Data:

_ _ _ _ _ _ _

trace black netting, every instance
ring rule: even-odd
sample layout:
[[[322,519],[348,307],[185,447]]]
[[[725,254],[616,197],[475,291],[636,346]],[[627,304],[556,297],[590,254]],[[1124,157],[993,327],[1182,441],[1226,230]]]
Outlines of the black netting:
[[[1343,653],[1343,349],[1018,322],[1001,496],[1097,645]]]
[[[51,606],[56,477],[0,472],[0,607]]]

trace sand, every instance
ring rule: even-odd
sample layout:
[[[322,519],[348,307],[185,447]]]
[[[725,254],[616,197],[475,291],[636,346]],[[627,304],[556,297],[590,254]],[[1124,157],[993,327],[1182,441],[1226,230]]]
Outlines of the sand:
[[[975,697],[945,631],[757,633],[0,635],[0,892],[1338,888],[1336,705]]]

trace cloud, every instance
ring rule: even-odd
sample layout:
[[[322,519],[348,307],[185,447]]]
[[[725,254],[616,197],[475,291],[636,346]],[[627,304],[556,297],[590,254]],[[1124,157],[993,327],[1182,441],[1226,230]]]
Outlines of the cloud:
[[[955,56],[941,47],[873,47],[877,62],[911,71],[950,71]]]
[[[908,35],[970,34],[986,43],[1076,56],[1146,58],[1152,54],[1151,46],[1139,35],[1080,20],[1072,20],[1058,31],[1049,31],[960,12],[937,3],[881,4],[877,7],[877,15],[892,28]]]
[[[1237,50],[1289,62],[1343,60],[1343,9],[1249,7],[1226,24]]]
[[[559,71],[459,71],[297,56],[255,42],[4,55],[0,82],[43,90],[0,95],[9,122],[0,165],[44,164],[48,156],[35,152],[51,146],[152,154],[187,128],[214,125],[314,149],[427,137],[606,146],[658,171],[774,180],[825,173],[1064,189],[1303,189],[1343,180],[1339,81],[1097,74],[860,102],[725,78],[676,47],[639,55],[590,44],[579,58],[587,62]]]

_ _ _ _ _ _ _

Exercise requirements: Copy all of the rows above word for word.

Output of the task:
trace black netting, every instance
ring rule: even-odd
sample layout:
[[[322,519],[348,307],[185,447]]]
[[[725,254],[616,197],[475,291],[636,346]],[[627,304],[556,297],[590,254]],[[1124,157],[993,327],[1182,441],[1226,230]]]
Outlines of the black netting:
[[[1343,653],[1343,349],[1018,322],[1001,496],[1097,645]]]
[[[51,606],[56,477],[0,472],[0,607]]]

trace sand, every instance
ring rule: even-odd
sample layout:
[[[322,519],[348,307],[185,447]]]
[[[725,254],[616,197],[475,291],[636,346]],[[627,304],[556,297],[590,254]],[[1124,157],[993,327],[1182,441],[1226,230]]]
Outlines of the sand:
[[[975,697],[945,631],[757,633],[0,635],[0,892],[1338,888],[1336,705]]]

trace cloud, every instance
ring rule: even-odd
sample layout:
[[[322,519],[348,307],[185,447]]]
[[[725,254],[616,197],[475,291],[636,346]],[[627,304],[556,297],[590,254]],[[1124,157],[993,327],[1182,441],[1226,230]]]
Outlines of the cloud:
[[[955,56],[941,47],[873,47],[877,62],[911,71],[950,71]]]
[[[908,35],[970,34],[986,43],[1076,56],[1146,58],[1152,54],[1151,46],[1139,35],[1080,20],[1072,20],[1058,31],[1049,31],[960,12],[937,3],[881,4],[877,7],[877,15],[892,28]]]
[[[1237,50],[1289,62],[1343,60],[1343,9],[1249,7],[1226,24]]]
[[[559,71],[459,71],[297,56],[255,42],[4,55],[0,82],[43,90],[0,95],[9,122],[0,165],[44,164],[48,156],[35,152],[51,146],[152,154],[187,128],[214,125],[314,149],[427,137],[606,146],[658,171],[774,180],[825,173],[1064,189],[1303,189],[1343,180],[1339,81],[1097,74],[860,102],[725,78],[676,47],[639,55],[590,44],[579,58],[587,62]]]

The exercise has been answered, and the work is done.